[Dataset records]

=-=-=

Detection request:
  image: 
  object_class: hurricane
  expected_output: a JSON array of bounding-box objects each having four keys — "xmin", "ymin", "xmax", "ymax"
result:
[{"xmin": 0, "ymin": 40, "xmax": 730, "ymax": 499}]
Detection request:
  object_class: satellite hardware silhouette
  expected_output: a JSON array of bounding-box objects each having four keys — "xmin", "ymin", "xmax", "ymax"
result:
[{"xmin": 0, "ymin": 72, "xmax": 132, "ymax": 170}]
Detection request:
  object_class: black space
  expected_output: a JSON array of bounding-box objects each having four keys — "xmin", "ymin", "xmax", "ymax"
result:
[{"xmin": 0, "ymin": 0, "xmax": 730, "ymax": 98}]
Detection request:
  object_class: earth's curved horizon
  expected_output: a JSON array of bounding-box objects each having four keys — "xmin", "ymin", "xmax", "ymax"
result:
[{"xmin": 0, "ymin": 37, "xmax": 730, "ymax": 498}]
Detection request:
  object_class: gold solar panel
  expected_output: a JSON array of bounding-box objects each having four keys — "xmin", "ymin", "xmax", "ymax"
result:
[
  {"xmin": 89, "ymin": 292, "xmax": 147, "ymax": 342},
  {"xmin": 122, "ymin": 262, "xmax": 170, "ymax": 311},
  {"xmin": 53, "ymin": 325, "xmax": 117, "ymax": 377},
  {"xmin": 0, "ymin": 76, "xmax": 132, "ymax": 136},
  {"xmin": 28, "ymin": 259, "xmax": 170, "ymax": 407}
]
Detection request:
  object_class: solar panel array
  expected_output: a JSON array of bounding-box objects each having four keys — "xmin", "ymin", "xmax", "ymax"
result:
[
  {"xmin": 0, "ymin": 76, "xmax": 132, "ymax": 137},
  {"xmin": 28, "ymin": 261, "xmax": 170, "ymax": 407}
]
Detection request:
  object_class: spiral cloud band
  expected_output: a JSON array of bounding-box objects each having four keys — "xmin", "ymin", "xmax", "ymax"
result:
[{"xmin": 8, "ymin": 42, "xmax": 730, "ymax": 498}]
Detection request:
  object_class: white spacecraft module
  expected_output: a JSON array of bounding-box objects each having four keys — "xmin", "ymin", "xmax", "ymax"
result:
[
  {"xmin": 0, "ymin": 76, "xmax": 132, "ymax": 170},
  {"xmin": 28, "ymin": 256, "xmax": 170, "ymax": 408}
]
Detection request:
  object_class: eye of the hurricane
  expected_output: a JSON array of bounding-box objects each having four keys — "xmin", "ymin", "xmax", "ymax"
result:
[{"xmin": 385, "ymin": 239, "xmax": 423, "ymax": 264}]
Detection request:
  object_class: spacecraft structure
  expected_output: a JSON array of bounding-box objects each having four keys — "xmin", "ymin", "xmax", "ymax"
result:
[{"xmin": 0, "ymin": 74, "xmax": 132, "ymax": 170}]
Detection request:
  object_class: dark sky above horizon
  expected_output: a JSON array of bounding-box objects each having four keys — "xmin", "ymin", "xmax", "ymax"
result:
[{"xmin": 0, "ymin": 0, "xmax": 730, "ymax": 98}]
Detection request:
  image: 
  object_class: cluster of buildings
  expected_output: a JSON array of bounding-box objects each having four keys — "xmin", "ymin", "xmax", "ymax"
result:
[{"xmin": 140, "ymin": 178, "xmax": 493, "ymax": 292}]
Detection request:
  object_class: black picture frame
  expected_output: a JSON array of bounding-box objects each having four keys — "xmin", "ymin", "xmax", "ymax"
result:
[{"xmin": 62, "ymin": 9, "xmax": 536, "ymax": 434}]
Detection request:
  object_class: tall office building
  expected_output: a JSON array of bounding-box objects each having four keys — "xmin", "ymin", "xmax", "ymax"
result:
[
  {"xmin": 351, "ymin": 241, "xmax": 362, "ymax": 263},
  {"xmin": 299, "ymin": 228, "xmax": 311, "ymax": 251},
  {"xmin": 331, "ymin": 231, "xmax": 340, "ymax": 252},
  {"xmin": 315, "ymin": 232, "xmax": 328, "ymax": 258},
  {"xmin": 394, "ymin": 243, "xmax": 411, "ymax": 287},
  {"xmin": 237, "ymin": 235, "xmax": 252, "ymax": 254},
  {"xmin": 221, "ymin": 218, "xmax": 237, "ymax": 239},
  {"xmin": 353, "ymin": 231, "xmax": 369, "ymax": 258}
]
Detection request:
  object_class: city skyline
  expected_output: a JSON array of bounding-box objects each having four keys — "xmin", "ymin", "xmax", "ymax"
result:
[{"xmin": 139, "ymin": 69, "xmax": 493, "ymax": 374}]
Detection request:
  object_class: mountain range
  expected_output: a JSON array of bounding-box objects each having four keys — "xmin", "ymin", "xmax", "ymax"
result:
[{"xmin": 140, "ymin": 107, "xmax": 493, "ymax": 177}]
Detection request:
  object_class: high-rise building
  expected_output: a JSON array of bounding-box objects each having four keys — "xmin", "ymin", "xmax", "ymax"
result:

=-=-=

→ **Exercise**: Using the data above, reproduce every line exactly.

→ **Completed task**:
Detection request:
  image: 
  object_class: hurricane
  expected_output: a JSON array of bounding-box objects each having four keys — "xmin", "ymin", "xmax", "ymax"
result:
[{"xmin": 0, "ymin": 40, "xmax": 730, "ymax": 499}]
Detection request:
  object_class: satellite hardware silhouette
  expected_output: a JSON array of bounding-box objects each having four keys — "xmin", "ymin", "xmax", "ymax"
result:
[{"xmin": 0, "ymin": 72, "xmax": 132, "ymax": 170}]
Detection request:
  object_class: black space
  expected_output: a JSON array of bounding-box objects each having four keys — "xmin", "ymin", "xmax", "ymax"
result:
[{"xmin": 0, "ymin": 0, "xmax": 730, "ymax": 98}]
Detection request:
  object_class: earth's curved horizon
  expected_output: a JSON array of bounding-box objects each having four keys — "xmin", "ymin", "xmax", "ymax"
result:
[{"xmin": 0, "ymin": 37, "xmax": 730, "ymax": 498}]
Detection request:
  object_class: gold solar panel
  expected_output: a JSON array of bounding-box objects each having four keys — "xmin", "ymin", "xmax", "ymax"
result:
[
  {"xmin": 89, "ymin": 292, "xmax": 147, "ymax": 342},
  {"xmin": 122, "ymin": 262, "xmax": 170, "ymax": 311},
  {"xmin": 53, "ymin": 325, "xmax": 117, "ymax": 377},
  {"xmin": 0, "ymin": 76, "xmax": 132, "ymax": 136},
  {"xmin": 28, "ymin": 259, "xmax": 170, "ymax": 407}
]
Detection request:
  object_class: solar panel array
  expected_output: a JSON array of bounding-box objects each having four keys — "xmin", "ymin", "xmax", "ymax"
result:
[
  {"xmin": 0, "ymin": 76, "xmax": 132, "ymax": 137},
  {"xmin": 28, "ymin": 261, "xmax": 170, "ymax": 407}
]
Detection request:
  object_class: spiral cloud band
  expected_output: a JSON array of bounding-box objects each having four keys — "xmin", "ymin", "xmax", "ymax"
result:
[{"xmin": 8, "ymin": 42, "xmax": 730, "ymax": 498}]
Detection request:
  object_class: white spacecraft module
  expected_output: a JSON array of bounding-box objects each having four keys — "xmin", "ymin", "xmax", "ymax"
result:
[
  {"xmin": 0, "ymin": 76, "xmax": 132, "ymax": 170},
  {"xmin": 28, "ymin": 256, "xmax": 170, "ymax": 408}
]
Detection request:
  object_class: eye of the hurricane
  expected_output: a JSON array of bounding-box objects each having four keys — "xmin", "ymin", "xmax", "ymax"
result:
[{"xmin": 385, "ymin": 239, "xmax": 423, "ymax": 264}]
Detection request:
  object_class: spacecraft structure
  expected_output: a JSON array of bounding-box objects each having four keys — "xmin", "ymin", "xmax", "ymax"
result:
[{"xmin": 0, "ymin": 74, "xmax": 132, "ymax": 170}]
Detection request:
  object_class: dark sky above horizon
  expected_output: a JSON array of bounding-box objects each having four keys — "xmin", "ymin", "xmax", "ymax"
result:
[{"xmin": 0, "ymin": 0, "xmax": 730, "ymax": 98}]
Detection request:
  image: 
  object_class: cluster of buildings
  expected_output: a JSON array of bounding-box objects each having four keys — "xmin", "ymin", "xmax", "ymax"
result:
[{"xmin": 140, "ymin": 178, "xmax": 493, "ymax": 292}]
Detection request:
  object_class: black picture frame
  expected_output: a JSON array of bounding-box objects each having four keys — "xmin", "ymin", "xmax", "ymax"
result:
[{"xmin": 62, "ymin": 9, "xmax": 536, "ymax": 434}]
Detection request:
  object_class: tall office building
  expected_output: a JSON array of bounding-box objects each having four keys — "xmin", "ymin", "xmax", "ymax"
result:
[
  {"xmin": 351, "ymin": 241, "xmax": 362, "ymax": 263},
  {"xmin": 299, "ymin": 228, "xmax": 311, "ymax": 251},
  {"xmin": 331, "ymin": 231, "xmax": 340, "ymax": 252},
  {"xmin": 315, "ymin": 232, "xmax": 328, "ymax": 258},
  {"xmin": 394, "ymin": 243, "xmax": 411, "ymax": 287},
  {"xmin": 237, "ymin": 235, "xmax": 252, "ymax": 254},
  {"xmin": 221, "ymin": 218, "xmax": 237, "ymax": 239},
  {"xmin": 353, "ymin": 231, "xmax": 369, "ymax": 258}
]
Detection request:
  object_class: city skyline
  expected_output: a JSON array of bounding-box objects each having four keys — "xmin", "ymin", "xmax", "ymax"
result:
[{"xmin": 139, "ymin": 69, "xmax": 493, "ymax": 374}]
Detection request:
  object_class: mountain range
  expected_output: a JSON array of bounding-box objects each having four keys — "xmin", "ymin", "xmax", "ymax"
result:
[{"xmin": 140, "ymin": 107, "xmax": 493, "ymax": 177}]
Detection request:
  object_class: high-rise building
  expected_output: a JSON array of bounding-box objects each having four keys — "xmin", "ymin", "xmax", "ymax"
result:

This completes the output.